### What you have to do:
List every title of a Gordon novel named in the passage below about Gordon's readers in Spain.

### Document passage:
[Start of section]

When “The Physician” reached Spain, the audience was also ready. According to Ilan Stavans, an Amherst professor who studies Jewish and Hispanic culture, the young democracy had found renewed interest in its Jewish history as the 500th anniversary of the Inquisition approached.
I didn’t know any Jews,” Blanca Rosa Roca, Gordon’s Spanish publisher, remembers. “What I knew about Jews came from the Bible because I went to a school run by nuns.”
Gordon’s books were eye-opening. “The Physician” and “The Last Jew” explain Judaism in easy-to-read plot-driven texts.
“It is very attractive to an audience that doesn’t fully understand what la juderia, the Jews and the Jewish culture are all about,” says Stavans.
Gordon claims he never tried to cater to any audience. Nor does he see himself as an ambassador of Jews, or as a historian. He sees himself as a storyteller, and wrote about what he found most engaging. Perhaps it was by chance that his first novel, “The Rabbi,” appealed to American readers.
“I knew about Jewish families,” says Gordon. His first novel draws on his experience growing up in a tight-knit Jewish enclave. “I wanted to write about belonging and what it meant to be an American.”
Gordon’s book is not unlike the writings of Philip Roth, Saul Bellow and Bernard Malamud, other children of Jewish immigrants who wrote popular books in the 1960s. Unsurprisingly, Spanish and German audiences were less interested in the Yiddishisms and pre-packaged kugel of mid-century Jewish America. Their appetite was for Gordon’s later works of historical fiction; in particular, books about their own European history.
For Mounk and Stavans, the philosemitism of klezmer-playing Bavarians and challah-baking Catalans, may be well-intentioned, but is problematic. Mounk describes feeling alienated as a Jew in Germany, and argues that the German obsession of Jews feeds into feelings of resentment.
For Stavans, Spanish fascination with Sephardism is “somewhat misconstrued” and limited to stereotypes. It is a longing for a part of their own lost history more than a real interest in Jews. This, he believes, is the reason for Gordon’s popularity in Spain, but he credits the Jewish-American writer for filling a gap in education. In 2014, he argued in an essay in the Forward, that Gordon’s “The Last Jew,” although “fluffy in style,” is a better treatment of Jews during the Inquisition than the writing of serious Spanish authors.

[End of section]

### Supplied entries:
[Start of section]

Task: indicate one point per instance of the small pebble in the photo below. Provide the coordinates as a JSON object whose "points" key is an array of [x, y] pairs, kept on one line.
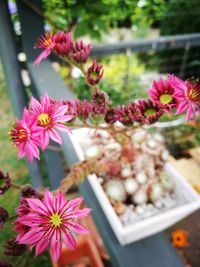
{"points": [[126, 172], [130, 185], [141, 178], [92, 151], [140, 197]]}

[End of section]
[Start of section]

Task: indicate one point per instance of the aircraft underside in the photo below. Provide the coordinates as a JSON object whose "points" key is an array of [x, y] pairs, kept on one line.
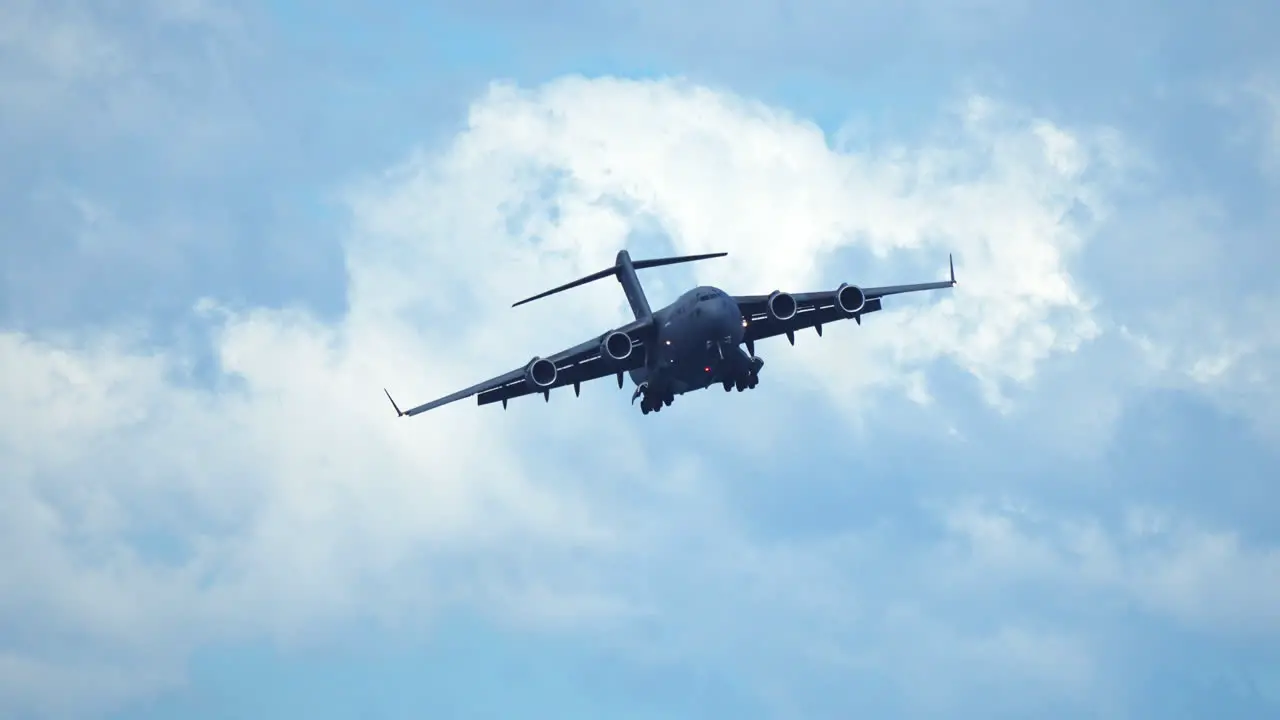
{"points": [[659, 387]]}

[End of section]

### Solution for this problem:
"The Physician", "The Last Jew", "The Rabbi"